Exercise data:

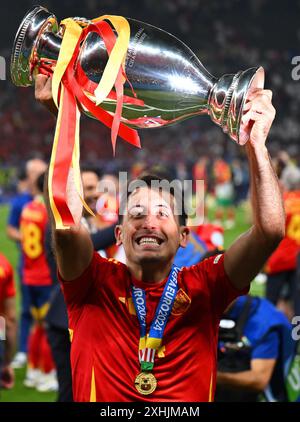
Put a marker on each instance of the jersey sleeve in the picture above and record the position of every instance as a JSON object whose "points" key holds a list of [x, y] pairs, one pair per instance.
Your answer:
{"points": [[268, 347], [221, 290], [78, 291]]}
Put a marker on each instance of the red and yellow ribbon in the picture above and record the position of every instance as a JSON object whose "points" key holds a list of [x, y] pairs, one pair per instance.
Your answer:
{"points": [[71, 89]]}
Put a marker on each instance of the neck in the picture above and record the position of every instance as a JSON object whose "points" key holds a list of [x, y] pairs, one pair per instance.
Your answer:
{"points": [[149, 272]]}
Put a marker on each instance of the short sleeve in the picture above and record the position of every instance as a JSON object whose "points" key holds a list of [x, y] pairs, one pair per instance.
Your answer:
{"points": [[78, 291], [268, 347], [222, 291]]}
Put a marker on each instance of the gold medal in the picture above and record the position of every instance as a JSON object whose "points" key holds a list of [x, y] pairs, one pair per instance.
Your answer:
{"points": [[145, 383]]}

Your instructions: Retype all of the items above word for word, including every answer line, and leave out the pictures.

Reply to the exercise:
Put a marker on each instance of the jersey sleeve in the picture above and record the position of every instance as a JSON object whose "points" key holds a list of [x, y] pairs, one pair per instance.
Your answer:
{"points": [[268, 347], [221, 290], [78, 291]]}
Put a marker on each instance of the red and yellow ribbon in the picture above and record the position of every instance as a JSON object whose "points" key holds a list of [x, y] pairs, one pair per instance.
Your answer:
{"points": [[71, 89]]}
Put a marker on each instance of the neck in the picture above and record the position of every instance as a JSON object whose "points" key holds a list of [x, y] pairs, one pair per instance.
Your answer:
{"points": [[149, 272]]}
Put a marker on each instance of the short sleeve in the picture above and record the position of every instance as a JSON object whose "points" key holds a list of [x, y] pairs, one pair per instance.
Your answer:
{"points": [[78, 291], [268, 347], [222, 291]]}
Put a marker on each instance of the gold medal in the picture above and record the position of every instance as a JSON object whose "points" key holds a list of [x, y] pairs, one pair per instance.
Your answer:
{"points": [[145, 383]]}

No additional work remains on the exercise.